◆ Work request
Each record needs to be echoed exactly; can you do that?

[Data items]
*** Block opens ***
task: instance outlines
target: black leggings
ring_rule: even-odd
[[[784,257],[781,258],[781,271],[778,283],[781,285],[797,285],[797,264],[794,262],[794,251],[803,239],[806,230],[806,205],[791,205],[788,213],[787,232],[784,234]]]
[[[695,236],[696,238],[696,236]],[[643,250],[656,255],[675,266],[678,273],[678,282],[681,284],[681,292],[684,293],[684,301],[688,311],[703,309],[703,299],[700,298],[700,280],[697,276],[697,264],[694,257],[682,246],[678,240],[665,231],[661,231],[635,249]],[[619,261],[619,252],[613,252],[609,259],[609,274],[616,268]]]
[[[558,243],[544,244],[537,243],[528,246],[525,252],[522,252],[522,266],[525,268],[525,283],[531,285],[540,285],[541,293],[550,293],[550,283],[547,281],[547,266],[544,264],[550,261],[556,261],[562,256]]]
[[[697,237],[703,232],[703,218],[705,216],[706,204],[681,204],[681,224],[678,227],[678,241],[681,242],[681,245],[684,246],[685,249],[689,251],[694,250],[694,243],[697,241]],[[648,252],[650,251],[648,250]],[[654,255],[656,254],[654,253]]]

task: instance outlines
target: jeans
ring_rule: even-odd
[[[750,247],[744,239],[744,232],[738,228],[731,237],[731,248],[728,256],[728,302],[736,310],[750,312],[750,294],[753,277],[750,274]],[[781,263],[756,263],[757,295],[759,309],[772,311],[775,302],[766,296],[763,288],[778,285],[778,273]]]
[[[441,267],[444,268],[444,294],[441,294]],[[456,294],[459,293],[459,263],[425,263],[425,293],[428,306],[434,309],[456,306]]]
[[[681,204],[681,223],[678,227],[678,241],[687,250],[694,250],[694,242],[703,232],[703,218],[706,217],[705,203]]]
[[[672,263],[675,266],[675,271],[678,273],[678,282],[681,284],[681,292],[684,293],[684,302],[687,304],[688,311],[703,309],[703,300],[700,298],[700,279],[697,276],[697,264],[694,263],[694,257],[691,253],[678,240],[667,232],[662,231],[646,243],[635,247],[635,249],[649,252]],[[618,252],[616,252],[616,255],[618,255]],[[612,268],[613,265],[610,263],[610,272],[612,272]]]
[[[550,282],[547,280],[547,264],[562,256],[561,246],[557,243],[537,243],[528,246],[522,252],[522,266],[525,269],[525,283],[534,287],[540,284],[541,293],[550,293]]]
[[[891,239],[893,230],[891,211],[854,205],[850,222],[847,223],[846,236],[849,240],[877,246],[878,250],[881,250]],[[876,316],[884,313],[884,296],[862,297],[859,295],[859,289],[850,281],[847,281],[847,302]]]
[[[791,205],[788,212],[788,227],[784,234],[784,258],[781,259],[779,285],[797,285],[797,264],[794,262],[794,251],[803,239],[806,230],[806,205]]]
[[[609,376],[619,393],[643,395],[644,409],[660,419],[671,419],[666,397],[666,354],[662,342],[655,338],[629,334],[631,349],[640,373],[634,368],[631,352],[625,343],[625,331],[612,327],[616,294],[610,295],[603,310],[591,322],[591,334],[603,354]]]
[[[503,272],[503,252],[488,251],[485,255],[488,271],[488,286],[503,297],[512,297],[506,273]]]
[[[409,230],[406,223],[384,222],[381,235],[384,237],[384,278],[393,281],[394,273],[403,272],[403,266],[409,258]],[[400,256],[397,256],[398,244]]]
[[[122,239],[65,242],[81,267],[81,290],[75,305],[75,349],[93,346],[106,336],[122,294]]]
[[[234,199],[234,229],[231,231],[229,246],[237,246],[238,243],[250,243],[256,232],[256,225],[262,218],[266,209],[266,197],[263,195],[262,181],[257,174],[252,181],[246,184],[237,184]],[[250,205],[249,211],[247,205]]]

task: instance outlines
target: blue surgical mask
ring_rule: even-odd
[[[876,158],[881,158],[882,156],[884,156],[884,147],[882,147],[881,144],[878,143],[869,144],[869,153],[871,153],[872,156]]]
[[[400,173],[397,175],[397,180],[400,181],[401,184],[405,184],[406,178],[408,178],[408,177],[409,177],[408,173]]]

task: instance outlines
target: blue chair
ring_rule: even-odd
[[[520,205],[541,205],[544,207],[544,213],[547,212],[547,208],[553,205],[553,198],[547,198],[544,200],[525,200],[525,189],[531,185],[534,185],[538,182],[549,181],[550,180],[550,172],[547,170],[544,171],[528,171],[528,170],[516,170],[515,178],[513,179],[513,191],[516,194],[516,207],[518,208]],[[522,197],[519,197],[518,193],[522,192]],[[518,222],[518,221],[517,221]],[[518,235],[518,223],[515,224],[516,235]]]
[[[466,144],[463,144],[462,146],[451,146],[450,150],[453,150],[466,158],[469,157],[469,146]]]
*** Block closes ***
◆ Response for this exercise
task: instance outlines
target: black leggings
ring_rule: even-odd
[[[784,257],[781,258],[781,271],[778,283],[781,285],[797,285],[797,264],[794,262],[794,251],[803,239],[806,230],[806,205],[791,205],[788,213],[787,232],[784,234]]]
[[[695,236],[696,238],[696,236]],[[643,250],[656,255],[675,266],[678,273],[678,282],[681,284],[681,292],[684,293],[684,301],[688,311],[703,309],[703,299],[700,298],[700,280],[697,276],[697,264],[694,257],[682,246],[678,240],[665,231],[661,231],[635,249]],[[619,261],[619,252],[613,252],[609,259],[609,274],[616,268]]]
[[[558,243],[544,244],[537,243],[528,246],[525,252],[522,252],[522,266],[525,268],[525,283],[531,285],[540,285],[541,293],[550,293],[550,283],[547,281],[547,266],[544,264],[550,261],[556,261],[562,256]]]
[[[697,237],[703,232],[703,218],[705,216],[706,204],[681,204],[681,224],[678,227],[678,241],[681,242],[681,245],[684,246],[685,249],[689,251],[694,250],[694,243],[697,241]],[[648,252],[650,251],[648,250]],[[654,255],[656,254],[654,253]]]

task: instance outlines
target: jeans
ring_rule: even-odd
[[[750,247],[744,239],[744,232],[738,228],[731,237],[731,248],[728,256],[728,302],[736,310],[750,312],[750,294],[753,277],[750,274]],[[781,263],[756,263],[757,295],[759,309],[772,311],[775,302],[766,296],[763,288],[778,285],[778,273]]]
[[[441,267],[444,268],[444,294],[441,294]],[[456,294],[459,293],[459,263],[425,263],[425,293],[428,306],[434,309],[456,306]]]
[[[681,204],[681,223],[678,227],[678,241],[687,250],[694,250],[694,242],[703,232],[703,218],[706,217],[705,203]]]
[[[672,263],[675,266],[675,271],[678,273],[678,282],[681,284],[681,292],[684,293],[684,302],[687,304],[688,311],[703,309],[703,300],[700,298],[700,279],[697,276],[697,264],[694,263],[694,257],[691,253],[678,240],[667,232],[662,231],[646,243],[635,247],[635,249],[649,252]],[[618,252],[616,252],[616,255],[618,255]],[[612,268],[613,265],[610,263],[610,272],[612,272]]]
[[[550,282],[547,280],[547,264],[562,256],[561,246],[557,243],[537,243],[528,246],[522,252],[522,266],[525,269],[525,283],[534,287],[540,284],[541,293],[550,293]]]
[[[891,239],[893,230],[891,211],[854,205],[850,222],[847,223],[846,236],[849,240],[877,246],[878,250],[881,250]],[[876,316],[884,313],[884,296],[862,297],[859,295],[859,289],[850,281],[847,281],[847,302]]]
[[[791,205],[788,212],[788,227],[784,234],[784,258],[781,259],[779,285],[797,285],[797,264],[794,262],[794,251],[803,239],[806,230],[806,205]]]
[[[609,376],[619,393],[643,395],[644,409],[660,419],[671,419],[666,397],[666,354],[662,342],[655,338],[629,334],[631,349],[640,373],[634,368],[631,352],[625,343],[625,331],[612,327],[616,294],[610,295],[603,310],[591,322],[591,334],[603,354]]]
[[[503,272],[503,252],[488,251],[485,255],[488,271],[488,286],[503,297],[512,297],[506,273]]]
[[[409,230],[406,223],[384,222],[381,235],[384,237],[384,278],[393,281],[394,273],[403,272],[403,266],[409,258]],[[400,256],[397,256],[398,244]]]
[[[122,239],[65,242],[81,267],[81,290],[75,305],[75,349],[93,346],[106,336],[122,294]]]
[[[234,199],[234,229],[231,231],[229,246],[237,246],[238,243],[250,243],[256,232],[256,225],[262,218],[266,209],[266,197],[263,195],[262,181],[257,174],[252,181],[246,184],[237,184]],[[250,205],[249,211],[247,205]]]

task: instance outlines
target: blue surgical mask
ring_rule: even-odd
[[[876,158],[881,158],[882,156],[884,156],[884,147],[882,147],[881,144],[878,143],[869,144],[869,153],[871,153],[872,156]]]
[[[400,173],[397,175],[397,180],[400,181],[401,184],[405,184],[406,178],[408,178],[408,177],[409,177],[408,173]]]

task: instance outlines
target: blue chair
ring_rule: even-odd
[[[520,205],[541,205],[544,207],[544,213],[547,212],[547,208],[553,205],[553,198],[547,198],[544,200],[525,200],[525,189],[531,185],[534,185],[538,182],[549,181],[550,180],[550,172],[547,170],[544,171],[528,171],[528,170],[516,170],[515,178],[513,179],[513,191],[516,194],[516,207],[518,208]],[[522,197],[519,197],[518,193],[522,192]],[[518,222],[518,221],[517,221]],[[518,235],[518,223],[515,224],[516,235]]]
[[[466,144],[463,144],[462,146],[451,146],[450,150],[453,150],[466,158],[469,157],[469,146]]]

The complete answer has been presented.